Reproduce every record below exactly as it appears.

"""

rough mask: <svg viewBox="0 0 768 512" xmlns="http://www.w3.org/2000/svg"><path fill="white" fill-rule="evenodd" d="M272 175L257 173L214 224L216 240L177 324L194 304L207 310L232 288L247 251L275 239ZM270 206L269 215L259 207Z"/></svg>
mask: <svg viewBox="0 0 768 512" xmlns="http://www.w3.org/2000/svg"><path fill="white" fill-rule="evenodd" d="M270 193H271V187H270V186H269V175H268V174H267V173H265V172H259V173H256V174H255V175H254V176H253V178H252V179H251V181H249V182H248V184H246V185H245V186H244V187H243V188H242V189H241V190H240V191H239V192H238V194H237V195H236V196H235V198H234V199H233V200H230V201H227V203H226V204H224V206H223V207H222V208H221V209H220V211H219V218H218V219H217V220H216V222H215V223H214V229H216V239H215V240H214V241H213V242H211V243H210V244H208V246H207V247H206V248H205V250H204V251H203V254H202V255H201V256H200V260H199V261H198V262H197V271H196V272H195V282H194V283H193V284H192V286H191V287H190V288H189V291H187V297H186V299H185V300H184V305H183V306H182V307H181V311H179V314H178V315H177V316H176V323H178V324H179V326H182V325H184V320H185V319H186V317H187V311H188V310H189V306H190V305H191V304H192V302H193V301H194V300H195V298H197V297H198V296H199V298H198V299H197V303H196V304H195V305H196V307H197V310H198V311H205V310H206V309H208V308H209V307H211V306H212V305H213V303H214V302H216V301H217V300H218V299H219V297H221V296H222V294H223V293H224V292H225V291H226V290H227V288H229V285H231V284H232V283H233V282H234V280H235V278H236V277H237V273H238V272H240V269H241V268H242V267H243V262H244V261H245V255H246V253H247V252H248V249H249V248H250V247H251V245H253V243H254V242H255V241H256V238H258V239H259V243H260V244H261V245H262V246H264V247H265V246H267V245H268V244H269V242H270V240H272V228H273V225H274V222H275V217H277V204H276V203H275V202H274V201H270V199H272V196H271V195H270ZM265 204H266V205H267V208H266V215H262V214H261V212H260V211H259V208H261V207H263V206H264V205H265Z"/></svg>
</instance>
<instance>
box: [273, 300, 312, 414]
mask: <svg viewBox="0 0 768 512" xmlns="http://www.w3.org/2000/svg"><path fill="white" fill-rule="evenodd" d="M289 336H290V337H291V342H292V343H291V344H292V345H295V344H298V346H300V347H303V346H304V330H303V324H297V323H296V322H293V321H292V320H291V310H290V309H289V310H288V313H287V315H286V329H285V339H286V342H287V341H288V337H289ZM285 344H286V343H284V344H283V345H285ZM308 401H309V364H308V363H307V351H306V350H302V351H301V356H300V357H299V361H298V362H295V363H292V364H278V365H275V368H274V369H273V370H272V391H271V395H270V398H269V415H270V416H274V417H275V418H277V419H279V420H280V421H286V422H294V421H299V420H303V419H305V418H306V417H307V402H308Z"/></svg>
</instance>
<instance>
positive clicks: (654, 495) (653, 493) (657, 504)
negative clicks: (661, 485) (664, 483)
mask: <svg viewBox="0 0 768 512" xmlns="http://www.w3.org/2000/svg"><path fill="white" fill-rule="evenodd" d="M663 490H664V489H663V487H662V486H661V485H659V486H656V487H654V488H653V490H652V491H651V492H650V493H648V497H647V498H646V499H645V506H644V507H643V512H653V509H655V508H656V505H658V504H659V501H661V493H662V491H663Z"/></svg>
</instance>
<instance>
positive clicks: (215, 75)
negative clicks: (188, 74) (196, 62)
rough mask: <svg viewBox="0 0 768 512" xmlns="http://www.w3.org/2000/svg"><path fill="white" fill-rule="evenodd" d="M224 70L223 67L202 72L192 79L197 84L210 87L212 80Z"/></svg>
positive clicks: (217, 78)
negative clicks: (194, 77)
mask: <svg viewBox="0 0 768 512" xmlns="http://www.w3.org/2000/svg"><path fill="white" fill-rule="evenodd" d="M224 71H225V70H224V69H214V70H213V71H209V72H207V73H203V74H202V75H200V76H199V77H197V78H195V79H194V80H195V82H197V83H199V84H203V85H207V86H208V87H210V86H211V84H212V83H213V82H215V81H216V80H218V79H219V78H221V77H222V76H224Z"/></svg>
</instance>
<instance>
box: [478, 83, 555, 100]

"""

## REPLY
rough mask: <svg viewBox="0 0 768 512" xmlns="http://www.w3.org/2000/svg"><path fill="white" fill-rule="evenodd" d="M272 175L257 173L214 224L216 240L177 324L194 304L207 310L232 288L247 251L275 239ZM270 206L269 215L259 207Z"/></svg>
mask: <svg viewBox="0 0 768 512" xmlns="http://www.w3.org/2000/svg"><path fill="white" fill-rule="evenodd" d="M270 193H271V187H270V186H269V175H268V174H267V173H265V172H259V173H256V174H255V175H254V176H253V178H252V179H251V181H249V182H248V184H246V185H245V186H244V187H243V188H242V189H241V190H240V191H239V192H238V194H237V195H236V196H235V198H234V199H233V200H230V201H227V203H226V204H224V206H223V207H222V208H221V209H220V211H219V218H218V219H217V220H216V222H215V223H214V229H216V239H215V240H214V241H213V242H211V243H210V244H208V246H207V247H206V248H205V250H204V251H203V254H202V255H201V256H200V260H199V261H198V262H197V271H196V272H195V282H194V283H193V284H192V286H191V287H190V288H189V291H187V297H186V299H185V300H184V305H183V306H182V307H181V311H179V314H178V315H177V316H176V323H178V324H179V326H182V325H184V320H185V319H186V317H187V311H188V310H189V306H190V305H191V304H192V302H193V301H194V300H195V298H197V297H198V296H199V298H198V299H197V303H196V304H195V305H196V307H197V310H198V311H205V310H206V309H208V308H209V307H211V306H212V305H213V303H214V302H216V301H217V300H218V299H219V297H221V296H222V294H223V293H224V292H225V291H226V290H227V288H229V285H231V284H232V283H233V282H234V280H235V278H236V277H237V273H238V272H240V269H241V268H242V267H243V262H244V261H245V255H246V253H247V252H248V249H249V248H250V247H251V245H253V243H254V242H255V241H256V238H258V239H259V243H260V244H261V245H262V246H264V247H265V246H267V245H268V244H269V242H270V240H272V228H273V225H274V222H275V217H277V204H276V203H275V202H274V201H270V199H272V196H271V195H270ZM265 204H266V205H267V208H266V215H262V214H261V212H260V211H259V208H261V207H263V206H264V205H265Z"/></svg>
</instance>
<instance>
box: [273, 300, 312, 414]
mask: <svg viewBox="0 0 768 512" xmlns="http://www.w3.org/2000/svg"><path fill="white" fill-rule="evenodd" d="M289 336H290V337H291V342H292V343H291V344H292V345H295V344H298V346H300V347H303V346H304V330H303V324H297V323H296V322H293V321H292V320H291V310H290V309H289V310H288V313H287V315H286V329H285V339H286V342H287V341H288V337H289ZM285 344H286V343H284V344H283V345H285ZM308 401H309V364H308V363H307V351H306V350H302V351H301V356H300V357H299V361H298V362H295V363H292V364H278V365H275V368H274V369H273V370H272V391H271V395H270V398H269V415H270V416H274V417H275V418H277V419H279V420H280V421H286V422H294V421H299V420H303V419H305V418H306V417H307V402H308Z"/></svg>
</instance>
<instance>
positive clicks: (654, 495) (653, 493) (657, 504)
negative clicks: (661, 485) (664, 483)
mask: <svg viewBox="0 0 768 512" xmlns="http://www.w3.org/2000/svg"><path fill="white" fill-rule="evenodd" d="M663 490H664V489H663V487H662V486H661V485H659V486H656V487H654V488H653V490H652V491H651V492H650V493H648V497H647V498H646V499H645V506H644V507H643V512H653V509H655V508H656V505H658V504H659V501H661V493H662V491H663Z"/></svg>
</instance>
<instance>
positive clicks: (215, 75)
negative clicks: (188, 74) (196, 62)
rough mask: <svg viewBox="0 0 768 512" xmlns="http://www.w3.org/2000/svg"><path fill="white" fill-rule="evenodd" d="M224 70L223 67L202 72L192 79L197 84L210 87L212 80Z"/></svg>
positive clicks: (217, 78)
negative clicks: (194, 77)
mask: <svg viewBox="0 0 768 512" xmlns="http://www.w3.org/2000/svg"><path fill="white" fill-rule="evenodd" d="M224 71H225V70H224V69H214V70H213V71H209V72H207V73H203V74H202V75H200V76H199V77H197V78H195V79H194V80H195V82H197V83H199V84H203V85H207V86H208V87H210V86H211V84H212V83H213V82H215V81H216V80H218V79H219V78H221V77H222V76H224Z"/></svg>
</instance>
<instance>
box: [478, 83, 555, 100]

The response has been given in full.